**What the exercise asks**
Render the listing below as a Markdown table with a column named Row, numbering the lines in order, and a column named Line holding each line. Skip blank lines and omit the pictures.

****************

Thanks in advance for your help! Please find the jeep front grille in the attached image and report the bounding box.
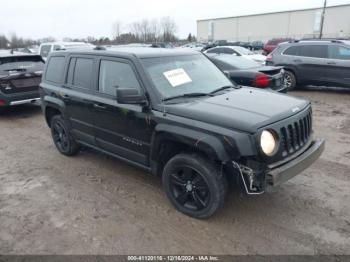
[280,110,312,157]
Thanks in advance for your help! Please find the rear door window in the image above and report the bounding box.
[329,45,350,60]
[299,45,328,58]
[68,57,94,89]
[98,60,141,97]
[45,56,65,83]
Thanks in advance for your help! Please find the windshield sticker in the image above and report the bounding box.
[163,68,192,87]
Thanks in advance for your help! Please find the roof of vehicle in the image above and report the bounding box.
[280,39,350,46]
[40,42,92,46]
[0,50,38,57]
[53,47,199,58]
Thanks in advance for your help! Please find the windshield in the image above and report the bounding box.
[142,54,232,98]
[214,55,261,69]
[235,46,254,55]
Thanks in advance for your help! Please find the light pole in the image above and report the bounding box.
[320,0,327,39]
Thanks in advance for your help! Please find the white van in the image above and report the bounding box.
[39,42,95,60]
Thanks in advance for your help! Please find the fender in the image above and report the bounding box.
[151,124,230,162]
[43,95,66,112]
[42,95,66,125]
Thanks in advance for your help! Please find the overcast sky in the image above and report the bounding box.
[0,0,350,39]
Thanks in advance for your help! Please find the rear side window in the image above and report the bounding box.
[40,45,51,57]
[329,45,350,60]
[283,46,300,55]
[45,56,65,83]
[99,60,140,97]
[299,45,328,58]
[67,57,94,89]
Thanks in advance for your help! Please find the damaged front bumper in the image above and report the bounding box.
[232,139,325,195]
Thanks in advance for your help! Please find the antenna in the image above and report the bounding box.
[320,0,327,39]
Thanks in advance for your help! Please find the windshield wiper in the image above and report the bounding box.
[209,85,240,94]
[162,93,212,102]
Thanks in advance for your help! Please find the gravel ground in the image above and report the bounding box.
[0,88,350,255]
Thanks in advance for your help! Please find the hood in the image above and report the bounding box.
[165,87,309,133]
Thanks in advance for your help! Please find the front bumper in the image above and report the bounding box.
[232,139,325,195]
[265,139,325,190]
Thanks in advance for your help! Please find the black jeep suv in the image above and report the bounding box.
[40,48,324,218]
[0,50,45,109]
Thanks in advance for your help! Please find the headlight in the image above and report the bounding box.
[260,130,277,156]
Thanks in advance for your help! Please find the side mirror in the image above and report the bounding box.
[117,87,147,104]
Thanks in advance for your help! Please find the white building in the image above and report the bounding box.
[197,4,350,41]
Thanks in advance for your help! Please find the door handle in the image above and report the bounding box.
[94,103,107,109]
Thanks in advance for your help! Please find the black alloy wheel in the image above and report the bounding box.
[162,153,227,218]
[51,115,79,156]
[170,166,210,211]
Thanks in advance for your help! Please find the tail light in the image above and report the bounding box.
[253,73,270,87]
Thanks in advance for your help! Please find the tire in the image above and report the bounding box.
[162,154,227,218]
[283,71,297,91]
[50,115,80,156]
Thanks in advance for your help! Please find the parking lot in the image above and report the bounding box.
[0,88,350,254]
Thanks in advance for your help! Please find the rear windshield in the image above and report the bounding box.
[0,56,44,71]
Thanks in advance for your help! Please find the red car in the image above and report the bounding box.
[263,38,294,55]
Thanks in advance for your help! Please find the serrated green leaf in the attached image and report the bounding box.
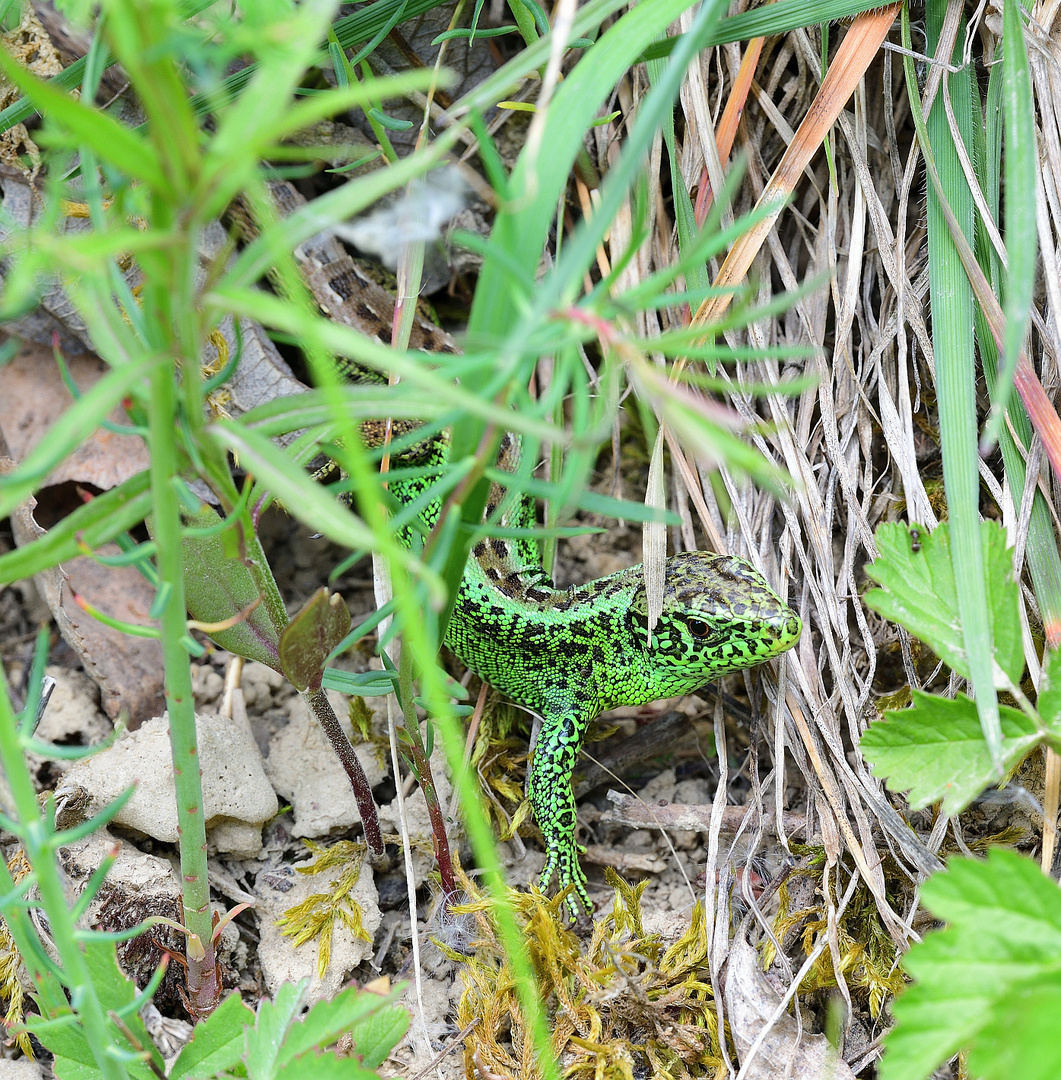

****************

**The output**
| Row | Line |
|---|---|
| 1 | Thanks in advance for your help! Please find the jeep front grille in the attached image and report the bounding box. |
| 2 | [280,110,312,157] |
| 3 | Thanks in advance for your help! Please find the rear door window in the image above and report the bounding box. |
| 4 | [329,45,350,60] |
| 5 | [299,45,328,58] |
| 6 | [68,57,94,89] |
| 7 | [98,60,141,97] |
| 8 | [45,56,65,83] |
| 9 | Thanks in advance for your help! Please find the windshield sticker in the image above and report the bounding box. |
| 10 | [163,68,192,87] |
| 11 | Thanks in advance for your help! Please find the roof of vehicle in the image above and report the bounding box. |
| 12 | [280,39,350,46] |
| 13 | [40,42,92,46] |
| 14 | [0,50,38,57] |
| 15 | [53,47,199,58] |
| 16 | Thanks in advance for your help! Please find the windshield in the image above and report the bounding box. |
| 17 | [142,54,232,98] |
| 18 | [214,55,261,69] |
| 19 | [235,46,254,55] |
| 20 | Thanks in advance for your help! Please find the light pole in the image above and report the bounding box. |
| 21 | [320,0,327,39] |
| 22 | Thanks in advance for your help! Please find the white van in the image above and report the bounding box. |
| 23 | [39,42,95,60] |
| 24 | Thanks in advance for your help! Please find the fender in the image above and report the bounding box. |
| 25 | [151,124,230,162] |
| 26 | [43,95,66,112] |
| 27 | [42,95,66,125] |
| 28 | Thanks in advance for your help! Please find the overcast sky in the image above and report the bounding box. |
| 29 | [0,0,350,39] |
| 30 | Thanks in advance for your help! Please find the rear side window in the image above and report the bounding box. |
| 31 | [40,45,51,57] |
| 32 | [329,45,350,60] |
| 33 | [283,46,300,55] |
| 34 | [45,56,65,83] |
| 35 | [99,60,140,97] |
| 36 | [299,45,328,58] |
| 37 | [67,57,94,89] |
| 38 | Thanks in advance for your help! Please find the damaged front bumper in the image above and report the bounding box. |
| 39 | [232,139,325,195] |
| 40 | Thanks in advance for your help! Please find the antenna in the image above and report the bounding box. |
| 41 | [320,0,327,39] |
| 42 | Thanks in advance for your help! Please find the windshield wiper in the image above and report the bounding box. |
| 43 | [209,85,240,94] |
| 44 | [162,93,212,102] |
| 45 | Thanks in advance for your help! Please find the gravel ground in the image above and report the bounding box. |
| 46 | [0,88,350,255] |
| 47 | Thanks in advance for your help! Please find the hood in the image above and report the bounding box. |
| 48 | [165,87,309,133] |
| 49 | Thanks in advance for your help! Please find the front bumper in the image above and report the bounding box. |
| 50 | [232,139,325,195] |
| 51 | [265,139,325,190] |
| 52 | Thanks in advance for your help! Please find the black jeep suv in the image above and report the bounding box. |
| 53 | [40,48,324,218] |
| 54 | [0,50,45,109] |
| 55 | Thanks in advance for your help! Please find the headlight in the image above and report the bounding box. |
| 56 | [260,130,277,156] |
| 57 | Thanks in advance for your help! Please find the side mirror in the image above and report the bounding box. |
| 58 | [117,87,147,104] |
| 59 | Thanks in advance for your help! Please find the white building in the image above and report the bounding box. |
| 60 | [197,4,350,41] |
| 61 | Thanks in advance for your help! Please find the door handle in the image above and report the bounding box. |
| 62 | [94,103,107,109] |
| 63 | Thanks in advance for your help! Please find the black alloy wheel in the image above and report the bounding box. |
| 64 | [162,153,227,218] |
| 65 | [51,115,79,156] |
| 66 | [170,166,210,211] |
| 67 | Thanks in advance for your help! Please find the tail light in the image above and report the bounding box. |
| 68 | [253,73,270,87] |
| 69 | Thanks in advance for your help! Please find the tire in the image above and report the bounding box. |
| 70 | [162,154,227,218] |
| 71 | [283,71,297,91] |
| 72 | [50,115,80,156] |
| 73 | Thanks in advance for your help! Please find the parking lot in the image above and report the bounding box. |
| 74 | [0,88,350,254] |
| 75 | Thanks in advance for your help! Please find the rear windshield in the image above and report the bounding box. |
| 76 | [0,56,44,71] |
| 77 | Thanks in advance for your help! Please find the red car in the image above and report the bounding box. |
| 78 | [263,38,294,55] |
| 79 | Thanks in advance for your help! Please find the serrated green leaf in the attached image and report the bounding box. |